→ **ASSIGNMENT**: Search the listing for the string "shape" and copy every line that contains it.

→ **DATA FOR THE TASK**:
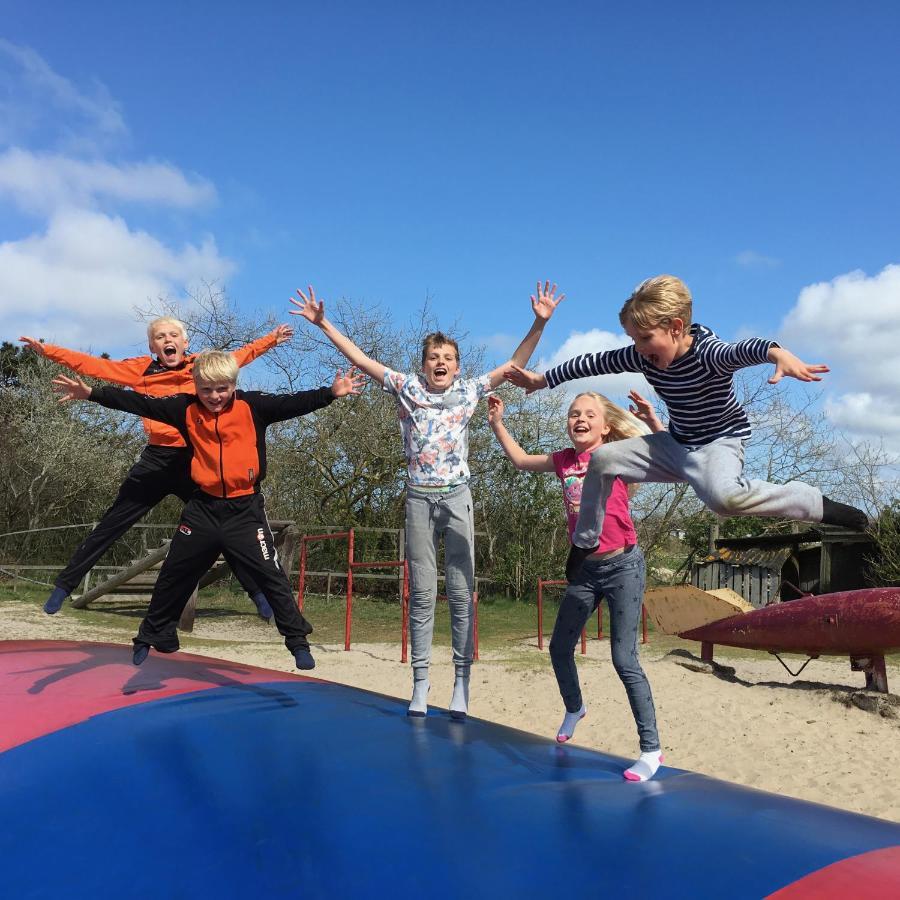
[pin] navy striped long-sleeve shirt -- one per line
(698, 388)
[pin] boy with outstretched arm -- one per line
(163, 467)
(225, 428)
(434, 408)
(692, 370)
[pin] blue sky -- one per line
(385, 152)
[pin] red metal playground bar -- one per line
(352, 566)
(542, 583)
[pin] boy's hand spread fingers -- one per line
(544, 301)
(308, 307)
(70, 388)
(520, 377)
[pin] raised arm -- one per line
(527, 462)
(170, 410)
(128, 372)
(788, 365)
(314, 311)
(246, 354)
(543, 302)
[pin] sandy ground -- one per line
(801, 737)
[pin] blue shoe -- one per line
(55, 601)
(262, 606)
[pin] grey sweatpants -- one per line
(429, 517)
(715, 471)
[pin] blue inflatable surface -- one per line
(197, 778)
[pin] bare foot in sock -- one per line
(645, 766)
(459, 704)
(567, 729)
(418, 706)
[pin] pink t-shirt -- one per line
(618, 529)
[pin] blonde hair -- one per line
(166, 320)
(213, 366)
(656, 302)
(622, 424)
(437, 339)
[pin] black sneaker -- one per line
(834, 513)
(577, 555)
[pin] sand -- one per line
(800, 737)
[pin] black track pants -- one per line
(237, 529)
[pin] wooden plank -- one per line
(681, 607)
(111, 583)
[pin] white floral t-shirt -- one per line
(435, 427)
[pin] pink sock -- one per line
(567, 729)
(645, 766)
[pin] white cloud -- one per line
(616, 387)
(40, 94)
(852, 324)
(750, 259)
(81, 279)
(42, 183)
(78, 277)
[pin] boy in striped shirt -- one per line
(692, 370)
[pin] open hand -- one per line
(350, 383)
(34, 344)
(70, 388)
(545, 301)
(520, 377)
(788, 365)
(282, 334)
(308, 307)
(495, 409)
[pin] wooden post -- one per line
(186, 622)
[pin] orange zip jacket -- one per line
(229, 447)
(149, 376)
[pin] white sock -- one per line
(567, 729)
(645, 766)
(459, 704)
(418, 706)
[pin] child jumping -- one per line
(163, 467)
(225, 429)
(434, 408)
(616, 571)
(692, 370)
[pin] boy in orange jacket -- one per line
(163, 466)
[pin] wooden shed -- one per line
(772, 568)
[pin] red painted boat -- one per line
(853, 623)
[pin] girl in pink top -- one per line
(616, 571)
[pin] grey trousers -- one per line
(620, 581)
(430, 517)
(715, 471)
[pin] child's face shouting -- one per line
(168, 343)
(586, 423)
(215, 395)
(661, 345)
(440, 367)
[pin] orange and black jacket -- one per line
(149, 376)
(229, 448)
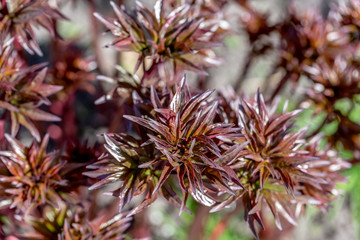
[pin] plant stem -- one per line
(197, 228)
(95, 42)
(220, 228)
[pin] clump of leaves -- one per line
(33, 175)
(187, 143)
(22, 93)
(276, 166)
(177, 37)
(73, 222)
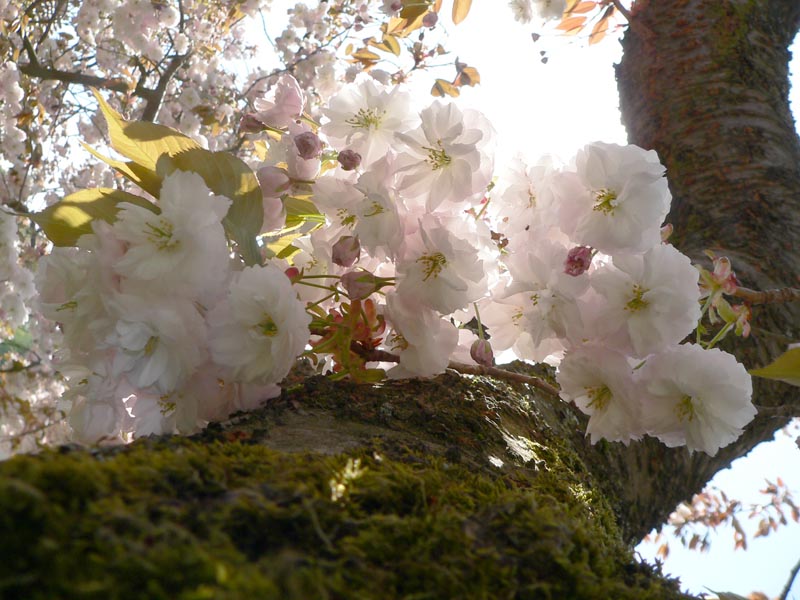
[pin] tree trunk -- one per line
(705, 84)
(457, 487)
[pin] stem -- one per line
(478, 318)
(778, 296)
(721, 334)
(498, 373)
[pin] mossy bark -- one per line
(457, 487)
(705, 84)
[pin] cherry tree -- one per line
(376, 226)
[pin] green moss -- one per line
(394, 517)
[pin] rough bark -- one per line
(704, 82)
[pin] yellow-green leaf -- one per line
(142, 142)
(785, 368)
(391, 42)
(299, 211)
(460, 10)
(227, 176)
(64, 222)
(146, 179)
(444, 88)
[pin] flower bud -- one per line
(481, 353)
(349, 160)
(251, 124)
(359, 284)
(578, 260)
(346, 251)
(308, 145)
(430, 19)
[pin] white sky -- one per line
(556, 108)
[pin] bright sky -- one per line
(556, 108)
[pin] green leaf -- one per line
(146, 179)
(226, 175)
(785, 368)
(144, 143)
(64, 222)
(299, 211)
(20, 343)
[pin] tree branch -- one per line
(780, 296)
(155, 96)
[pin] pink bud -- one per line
(430, 19)
(359, 284)
(308, 145)
(481, 353)
(349, 160)
(293, 273)
(346, 251)
(578, 260)
(251, 124)
(273, 181)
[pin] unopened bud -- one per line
(346, 251)
(251, 124)
(273, 181)
(349, 160)
(481, 353)
(308, 145)
(430, 19)
(359, 284)
(578, 260)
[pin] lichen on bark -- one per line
(333, 491)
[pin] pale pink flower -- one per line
(282, 105)
(601, 383)
(696, 397)
(260, 328)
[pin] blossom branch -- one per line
(768, 296)
(35, 69)
(496, 372)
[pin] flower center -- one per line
(599, 397)
(605, 201)
(685, 409)
(366, 118)
(374, 209)
(432, 264)
(160, 234)
(437, 157)
(637, 302)
(346, 218)
(150, 346)
(267, 326)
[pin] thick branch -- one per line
(768, 296)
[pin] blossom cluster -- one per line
(415, 257)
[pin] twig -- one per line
(504, 375)
(35, 69)
(768, 296)
(785, 594)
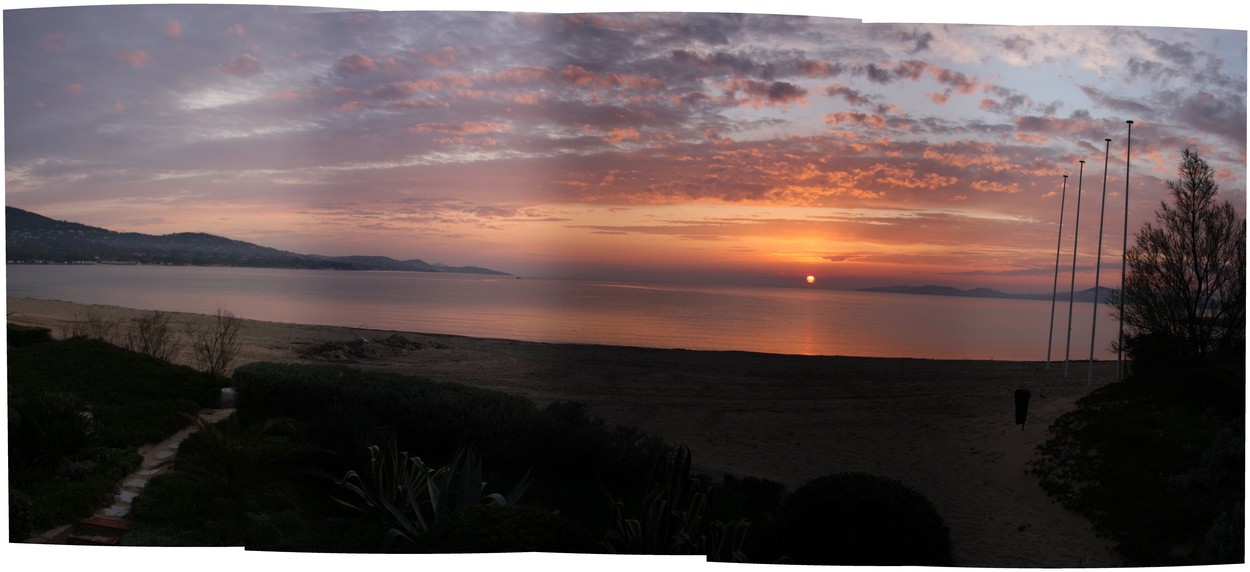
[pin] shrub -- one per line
(26, 335)
(1153, 465)
(861, 520)
(20, 521)
(216, 342)
(490, 528)
(50, 429)
(151, 335)
(90, 324)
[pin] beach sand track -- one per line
(943, 427)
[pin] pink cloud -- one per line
(56, 43)
(135, 58)
(869, 120)
(579, 75)
(241, 66)
(354, 64)
(290, 95)
(994, 186)
(621, 134)
(760, 94)
(441, 58)
(466, 128)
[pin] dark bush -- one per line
(1151, 462)
(759, 502)
(861, 520)
(486, 528)
(21, 336)
(571, 455)
(20, 522)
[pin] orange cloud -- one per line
(135, 58)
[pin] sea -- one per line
(774, 320)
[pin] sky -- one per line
(684, 146)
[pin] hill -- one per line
(34, 239)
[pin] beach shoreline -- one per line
(944, 427)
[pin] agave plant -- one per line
(415, 496)
(673, 517)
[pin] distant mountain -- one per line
(1080, 296)
(31, 237)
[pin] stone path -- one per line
(109, 523)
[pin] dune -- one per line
(945, 429)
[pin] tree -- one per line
(216, 342)
(1184, 294)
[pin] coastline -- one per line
(943, 427)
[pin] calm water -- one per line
(806, 321)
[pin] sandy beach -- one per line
(943, 427)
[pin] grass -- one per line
(78, 412)
(1156, 463)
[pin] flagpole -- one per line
(1054, 290)
(1071, 290)
(1124, 255)
(1098, 264)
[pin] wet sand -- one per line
(945, 429)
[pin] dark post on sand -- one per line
(1021, 406)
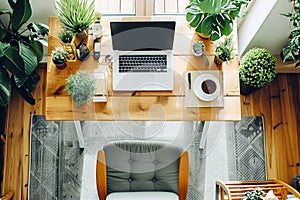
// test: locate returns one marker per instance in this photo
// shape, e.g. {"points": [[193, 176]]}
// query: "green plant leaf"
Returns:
{"points": [[5, 88], [21, 13], [195, 21], [38, 49], [206, 27], [211, 6], [13, 61]]}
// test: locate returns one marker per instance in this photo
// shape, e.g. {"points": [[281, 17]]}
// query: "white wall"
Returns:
{"points": [[264, 27], [41, 10]]}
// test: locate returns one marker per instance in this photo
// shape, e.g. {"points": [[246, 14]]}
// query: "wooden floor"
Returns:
{"points": [[278, 103]]}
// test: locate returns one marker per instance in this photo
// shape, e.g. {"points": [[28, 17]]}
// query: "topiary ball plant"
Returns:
{"points": [[81, 86], [257, 67]]}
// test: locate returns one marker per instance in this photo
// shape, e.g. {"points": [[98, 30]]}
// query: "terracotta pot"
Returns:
{"points": [[201, 35], [246, 89], [218, 62]]}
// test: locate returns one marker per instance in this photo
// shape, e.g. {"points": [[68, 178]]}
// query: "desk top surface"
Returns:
{"points": [[142, 105]]}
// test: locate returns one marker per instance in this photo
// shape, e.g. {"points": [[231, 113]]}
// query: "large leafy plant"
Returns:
{"points": [[75, 15], [257, 67], [21, 49], [214, 17]]}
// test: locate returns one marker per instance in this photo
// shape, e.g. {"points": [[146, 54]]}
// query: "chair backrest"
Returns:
{"points": [[235, 190], [132, 166], [8, 196]]}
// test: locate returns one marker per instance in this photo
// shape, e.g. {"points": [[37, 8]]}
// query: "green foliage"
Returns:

→ **RESPONSE BOX**:
// shape, e.g. {"points": [[193, 176]]}
// shape, e.g. {"points": [[281, 17]]}
// shape, e.g. {"points": [[246, 14]]}
// shape, e.g. {"points": [[28, 17]]}
// shape, e.g. {"points": [[98, 30]]}
// shape, e.g. {"points": [[68, 178]]}
// shape, e.g. {"points": [[231, 113]]}
// shape, e.g. {"points": [[146, 54]]}
// shape, e.g. {"points": [[37, 8]]}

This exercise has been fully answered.